▶ Work required: From the text below on new fundraising regulation for small charities, write out word for word the passage that opens with the words containing "If the answer" and closes with "to enforced changes.".

▶ Text for analysis:
# # # # # # #

1. Meet as a Board or Senior Management Team to discuss the implications
While small charities may yet be exempted from the FPS, the forthcoming changes could well have a real impact on your charity. You may be forced to pay a levy towards the new regulator, dedicate additional resources to preparing your fundraising campaigns, and face sanctions for inadvertently breaching new rules. Your supporters could sign up to the FPS because of aggressive marketing by a larger charity without realising that they won't be able to hear from you again.
We'd recommend reviewing the key documents and making sure that you're up to speed now. Even if you can't take direct action until more details are revealed, you can discuss how to monitor developments, whether you want to have a voice in the consultation process, and how you can stay flexible in order to make any necessary changes later.
2. Review your fundraising strategy and assess your vulnerability
Are you over-reliant on individual giving? What would happen if a percentage of your supporter base suddenly became uncontactable tomorrow? Are there any fundraising opportunities open to you that you could start to develop now in order to be less susceptible to the changes? Do your existing trustees have the confidence and knowledge about fundraising to navigate the changes effectively?
Periodically reviewing your fundraising strategy and testing how it would stand up to possible external changes is always important. Doing so now is strongly advisable. Find out more about how we can help you with your strategic planning.
3. Assess your supporter communication to stay ahead of the curve
It's easy to kick and scream about the forthcoming regulation changes or blame it all on the big charities. However, we're undoubtedly in this position because public trust in charities has plummeted, and many of the reasons are justified. Now is a good time to evaluate how well you communicate with supporters. Do your staff and volunteers have everything they need to do this properly? Is there guidance for communicating with vulnerable donors or evaluating potential corporate donations?
If the answer is 'no', be proactive and change now. If you're doing this well already, make sure your supporters are aware of it. Media and public scrutiny of charities is likely to keep escalating, so stay ahead of the curve and inspire trust by saying "these are the steps that we've voluntarily taken" rather than appearing to only react to enforced changes.
4. Make your voice heard
The forum on 4 February was a very positive first step, but charities must keep engaging with the process and keep the pressure up by highlighting which issues and unanswered questions are important to them.
There are still too many grey areas. How will the new regulator and the FPS be funded without jeopardising the viability of small charities? Will potential FPS subscribers realise that they may be blocking all future fundraising communication from their local charity, school or hospital? Will the FPS truly remain "a last resort for vulnerable donors" and not an easy button that everyone can press when, for instance, the Daily Mail or the One Show run their first feature about it?
I believe that we all have a responsibility to the sector - and also to the public - as well as ourselves. Some of the criticism of charities is justified and many of the proposed changes are needed. However, it's so sad that the first ever communication preference service to target a specific industry is aimed at charities. We have a proud tradition of charitable giving in the UK but, if new fundraising regulation goes wrong, we could decimate this. Can you really afford to stay silent?
Keep in touch with the Small Charities Coalition and the Institute of Fundraising to stay abreast of developments and further opportunities to have your say. Contact them to actively voice your support. Share this blog post and spread the word to colleagues and friends.
Recent events have proved that your voice can make a difference. Please keep using it.

# # # # # # #

▶ Listed records:
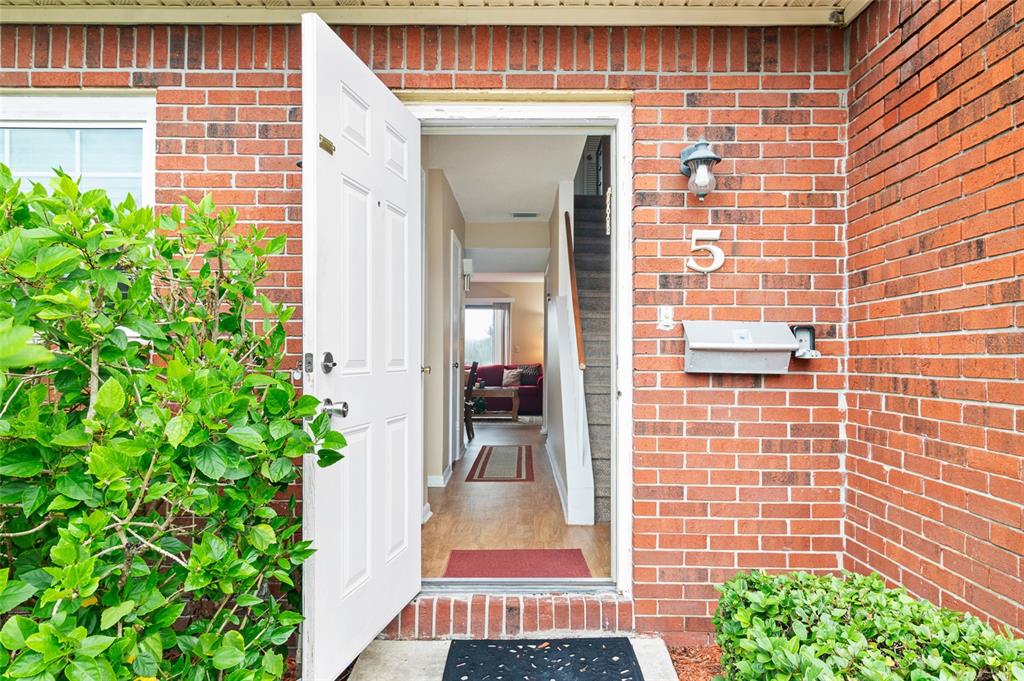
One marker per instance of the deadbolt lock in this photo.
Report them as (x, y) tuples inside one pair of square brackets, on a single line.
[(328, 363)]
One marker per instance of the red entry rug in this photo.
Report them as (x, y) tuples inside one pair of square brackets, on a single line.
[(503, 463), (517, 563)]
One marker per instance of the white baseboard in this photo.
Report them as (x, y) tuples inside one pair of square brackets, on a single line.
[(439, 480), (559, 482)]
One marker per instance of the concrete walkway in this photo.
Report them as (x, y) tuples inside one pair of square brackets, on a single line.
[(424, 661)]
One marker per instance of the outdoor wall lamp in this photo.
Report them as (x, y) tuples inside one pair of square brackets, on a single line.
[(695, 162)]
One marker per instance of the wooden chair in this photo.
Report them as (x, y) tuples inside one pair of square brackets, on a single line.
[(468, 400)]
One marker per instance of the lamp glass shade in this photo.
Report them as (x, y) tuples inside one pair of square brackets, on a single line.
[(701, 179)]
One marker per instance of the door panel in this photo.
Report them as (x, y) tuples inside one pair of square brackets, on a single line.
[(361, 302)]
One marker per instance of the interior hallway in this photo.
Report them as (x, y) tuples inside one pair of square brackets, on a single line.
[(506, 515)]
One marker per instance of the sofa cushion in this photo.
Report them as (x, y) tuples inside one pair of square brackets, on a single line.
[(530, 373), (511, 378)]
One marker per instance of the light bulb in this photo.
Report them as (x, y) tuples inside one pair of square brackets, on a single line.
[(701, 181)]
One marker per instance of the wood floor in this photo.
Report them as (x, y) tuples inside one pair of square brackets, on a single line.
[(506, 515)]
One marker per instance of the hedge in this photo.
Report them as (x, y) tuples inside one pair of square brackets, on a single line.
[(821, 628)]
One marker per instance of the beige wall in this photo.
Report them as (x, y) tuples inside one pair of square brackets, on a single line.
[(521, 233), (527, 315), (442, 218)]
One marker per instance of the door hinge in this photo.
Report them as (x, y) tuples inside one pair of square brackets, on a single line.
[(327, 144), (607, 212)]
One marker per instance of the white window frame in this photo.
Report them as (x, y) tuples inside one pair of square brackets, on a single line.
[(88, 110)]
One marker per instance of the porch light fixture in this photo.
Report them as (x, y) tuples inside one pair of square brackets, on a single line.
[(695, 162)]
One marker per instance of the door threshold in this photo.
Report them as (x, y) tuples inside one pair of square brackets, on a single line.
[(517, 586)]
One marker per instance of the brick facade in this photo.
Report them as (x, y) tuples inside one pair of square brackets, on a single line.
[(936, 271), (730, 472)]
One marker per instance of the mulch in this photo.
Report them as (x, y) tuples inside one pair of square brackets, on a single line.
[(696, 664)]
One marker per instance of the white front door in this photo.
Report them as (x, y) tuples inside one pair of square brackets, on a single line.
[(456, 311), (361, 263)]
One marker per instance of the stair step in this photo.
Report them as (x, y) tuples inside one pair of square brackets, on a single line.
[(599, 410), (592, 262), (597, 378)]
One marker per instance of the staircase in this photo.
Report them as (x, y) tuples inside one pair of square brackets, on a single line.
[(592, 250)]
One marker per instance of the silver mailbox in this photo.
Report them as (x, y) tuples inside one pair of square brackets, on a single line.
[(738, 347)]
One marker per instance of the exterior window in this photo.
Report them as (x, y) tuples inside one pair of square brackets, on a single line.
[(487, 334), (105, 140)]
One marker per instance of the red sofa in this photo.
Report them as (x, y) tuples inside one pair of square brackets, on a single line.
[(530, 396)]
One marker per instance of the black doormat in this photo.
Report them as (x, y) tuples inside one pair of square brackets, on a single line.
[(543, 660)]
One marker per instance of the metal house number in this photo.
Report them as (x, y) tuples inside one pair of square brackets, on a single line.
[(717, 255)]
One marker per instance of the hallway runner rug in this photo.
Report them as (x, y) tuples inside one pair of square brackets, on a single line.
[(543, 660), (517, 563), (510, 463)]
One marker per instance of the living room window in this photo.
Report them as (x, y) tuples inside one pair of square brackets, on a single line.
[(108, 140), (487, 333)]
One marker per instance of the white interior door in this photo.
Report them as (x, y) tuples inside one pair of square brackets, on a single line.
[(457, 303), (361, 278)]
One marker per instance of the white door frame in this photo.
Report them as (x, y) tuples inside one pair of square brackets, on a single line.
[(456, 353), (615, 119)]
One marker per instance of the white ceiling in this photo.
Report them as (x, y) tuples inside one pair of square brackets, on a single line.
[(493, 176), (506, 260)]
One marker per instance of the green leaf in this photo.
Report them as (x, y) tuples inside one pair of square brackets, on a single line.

# # # # # # #

▶ Written solution:
If the answer is 'no', be proactive and change now. If you're doing this well already, make sure your supporters are aware of it. Media and public scrutiny of charities is likely to keep escalating, so stay ahead of the curve and inspire trust by saying "these are the steps that we've voluntarily taken" rather than appearing to only react to enforced changes.